> _TRECHO DO DOCUMENTO_:
Derrotar o contrato vendido do UAW com a Ford!

Publicado originalmente em 27 de outubro de 2023

A burocracia do UAW (Sindicato dos Trabalhadores da Indústria Automotiva) está tentando aprovar um acordo com a Ford que implicará um ataque maciço aos empregos, aos padrões de vida e às condições de trabalho de quase 150.000 trabalhadores da Ford, GM e Stellantis nos EUA.

Trabalhadores fazem piquete perto de uma fábrica da GM em Delta Township, Michigan, em 29 de setembro de 2023 [AP Photo/Paul Sancya]

A única coisa “histórica” no acordo entre o UAW e a Ford é o escopo e o cinismo da traição. A direção do UAW encerrou unilateralmente as greves na Ford na noite de quarta-feira, antes mesmo que muitos trabalhadores soubessem que um acordo havia sido firmado, muito menos que havia sido analisado e votado. O “acordo” que eles anunciaram na quarta-feira foi elaborado meses atrás, e a greve limitada a um punhado de fábricas foi apenas um teatro para manter a maioria dos trabalhadores no emprego sem um contrato.

> _Dados extraídos de uma coleção_:
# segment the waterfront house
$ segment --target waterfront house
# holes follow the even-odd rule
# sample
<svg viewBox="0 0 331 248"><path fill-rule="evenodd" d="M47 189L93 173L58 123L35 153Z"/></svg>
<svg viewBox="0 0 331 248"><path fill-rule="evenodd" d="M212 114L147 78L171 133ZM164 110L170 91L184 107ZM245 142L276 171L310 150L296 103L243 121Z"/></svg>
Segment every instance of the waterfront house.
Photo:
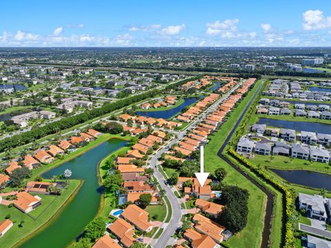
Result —
<svg viewBox="0 0 331 248"><path fill-rule="evenodd" d="M134 227L123 219L117 219L114 223L110 224L107 229L110 231L117 238L124 247L128 248L137 242L133 238L134 235Z"/></svg>
<svg viewBox="0 0 331 248"><path fill-rule="evenodd" d="M105 234L97 241L92 248L121 248L121 246L109 235Z"/></svg>
<svg viewBox="0 0 331 248"><path fill-rule="evenodd" d="M320 147L310 146L310 160L321 163L330 162L330 151Z"/></svg>
<svg viewBox="0 0 331 248"><path fill-rule="evenodd" d="M283 115L290 115L292 113L292 111L288 108L281 108L280 114Z"/></svg>
<svg viewBox="0 0 331 248"><path fill-rule="evenodd" d="M271 144L265 142L257 142L255 144L255 153L260 155L270 155L271 153Z"/></svg>
<svg viewBox="0 0 331 248"><path fill-rule="evenodd" d="M17 199L13 202L14 206L28 213L41 204L41 198L37 195L32 195L28 192L21 191L16 194Z"/></svg>
<svg viewBox="0 0 331 248"><path fill-rule="evenodd" d="M252 132L257 132L257 133L263 134L267 125L265 124L254 124L251 126L250 131Z"/></svg>
<svg viewBox="0 0 331 248"><path fill-rule="evenodd" d="M321 115L316 111L308 111L308 117L310 119L319 119Z"/></svg>
<svg viewBox="0 0 331 248"><path fill-rule="evenodd" d="M148 233L153 229L148 221L148 213L134 204L128 205L122 212L121 216L138 230Z"/></svg>
<svg viewBox="0 0 331 248"><path fill-rule="evenodd" d="M291 156L308 160L309 159L310 151L308 146L300 144L293 144L292 145Z"/></svg>
<svg viewBox="0 0 331 248"><path fill-rule="evenodd" d="M10 182L10 178L8 175L0 173L0 189L4 189Z"/></svg>
<svg viewBox="0 0 331 248"><path fill-rule="evenodd" d="M295 140L295 130L281 128L280 132L281 137L285 140L294 142Z"/></svg>
<svg viewBox="0 0 331 248"><path fill-rule="evenodd" d="M251 153L255 147L255 142L249 139L241 137L237 145L237 153Z"/></svg>
<svg viewBox="0 0 331 248"><path fill-rule="evenodd" d="M6 219L0 222L0 238L3 236L8 230L12 228L13 223L10 220Z"/></svg>
<svg viewBox="0 0 331 248"><path fill-rule="evenodd" d="M331 120L331 112L330 111L322 112L321 118L322 120Z"/></svg>
<svg viewBox="0 0 331 248"><path fill-rule="evenodd" d="M277 107L270 107L268 114L269 115L279 115L281 109Z"/></svg>
<svg viewBox="0 0 331 248"><path fill-rule="evenodd" d="M294 116L297 117L305 117L307 116L307 112L302 109L296 109L294 111Z"/></svg>
<svg viewBox="0 0 331 248"><path fill-rule="evenodd" d="M40 163L37 161L32 155L26 155L23 160L23 164L29 170L37 168L40 165Z"/></svg>
<svg viewBox="0 0 331 248"><path fill-rule="evenodd" d="M317 143L323 146L330 146L331 134L317 133Z"/></svg>
<svg viewBox="0 0 331 248"><path fill-rule="evenodd" d="M64 153L64 151L62 150L61 148L54 145L51 144L50 147L48 148L48 153L50 153L51 155L53 157L55 157L57 155L62 155Z"/></svg>
<svg viewBox="0 0 331 248"><path fill-rule="evenodd" d="M22 167L19 165L19 163L17 162L12 161L10 163L9 163L9 166L6 169L6 173L8 175L10 175L13 171L20 168Z"/></svg>
<svg viewBox="0 0 331 248"><path fill-rule="evenodd" d="M195 206L214 218L217 218L217 215L222 211L224 207L224 206L219 204L208 202L202 199L197 199Z"/></svg>
<svg viewBox="0 0 331 248"><path fill-rule="evenodd" d="M53 157L52 157L50 154L46 153L45 150L43 149L37 150L34 157L40 162L46 164L50 163L54 160Z"/></svg>
<svg viewBox="0 0 331 248"><path fill-rule="evenodd" d="M301 131L301 142L310 144L315 144L317 142L317 136L315 133Z"/></svg>
<svg viewBox="0 0 331 248"><path fill-rule="evenodd" d="M308 216L312 218L325 221L328 218L322 195L299 193L299 208L305 209Z"/></svg>
<svg viewBox="0 0 331 248"><path fill-rule="evenodd" d="M200 233L209 236L218 244L223 241L224 236L222 232L225 231L225 227L218 225L200 213L194 215L193 222L195 223L195 229Z"/></svg>

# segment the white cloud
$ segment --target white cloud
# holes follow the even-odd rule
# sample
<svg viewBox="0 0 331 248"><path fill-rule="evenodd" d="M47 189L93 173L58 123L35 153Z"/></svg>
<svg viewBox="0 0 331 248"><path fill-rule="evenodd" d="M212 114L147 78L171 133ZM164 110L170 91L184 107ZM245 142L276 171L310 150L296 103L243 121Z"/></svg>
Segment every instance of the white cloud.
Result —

> _INSTRUÇÃO ESCRITA A_: Diga se cada afirmação abaixo está de acordo com o trecho sobre o acordo do UAW com a Ford, respondendo sim ou não e citando literalmente as palavras decisivas do trecho: (i) o acordo atinge quase 150.000 trabalhadores da Ford, GM e Stellantis nos EUA; (ii) a direção do UAW encerrou as greves na Ford depois que os trabalhadores votaram o acordo; (iii) o acordo anunciado na quarta-feira foi elaborado poucos dias antes.
> _INSTRUÇÃO ESCRITA B_: Escreva, por favor, a continuação do trecho sobre o acordo do UAW com a Ford, partindo da última frase.
Os registros provêm de outra fonte.

> _RESPOSTA DO EXERCÍCIO A_:
(i) Sim: "quase 150.000 trabalhadores da Ford, GM e Stellantis nos EUA".
(ii) Não: "antes mesmo que muitos trabalhadores soubessem que um acordo havia sido firmado, muito menos que havia sido analisado e votado".
(iii) Não: "foi elaborado meses atrás".

> _RESPOSTA DO EXERCÍCIO B_:
Em uma transmissão ao vivo na quarta-feira, o vice-presidente do UAW para a Ford, Chuck Browning, procurou justificar essa ação flagrantemente antidemocrática com o argumento absurdo de que se tratava de um “movimento estratégico” para “manter a pressão sobre a Stellantis e a GM”.

Que mentira cínica! O verdadeiro objetivo da suspensão da greve pelo UAW é fazer com que a ratificação de seu acordo pareça uma conclusão precipitada, dividir os trabalhadores da Ford de seus irmãos e irmãs da GM e da Stellantis e enfraquecer a posição dos trabalhadores das três grandes montadoras.

Os trabalhadores da GM e da Stellantis devem considerar a suspensão da greve da Ford pelo UAW como um aviso de que suas próprias greves estão em perigo iminente. Relatos da imprensa na manhã de sexta-feira indicaram que o UAW está próximo de anunciar um acordo com a GM que não será menos traiçoeiro do que o da Ford.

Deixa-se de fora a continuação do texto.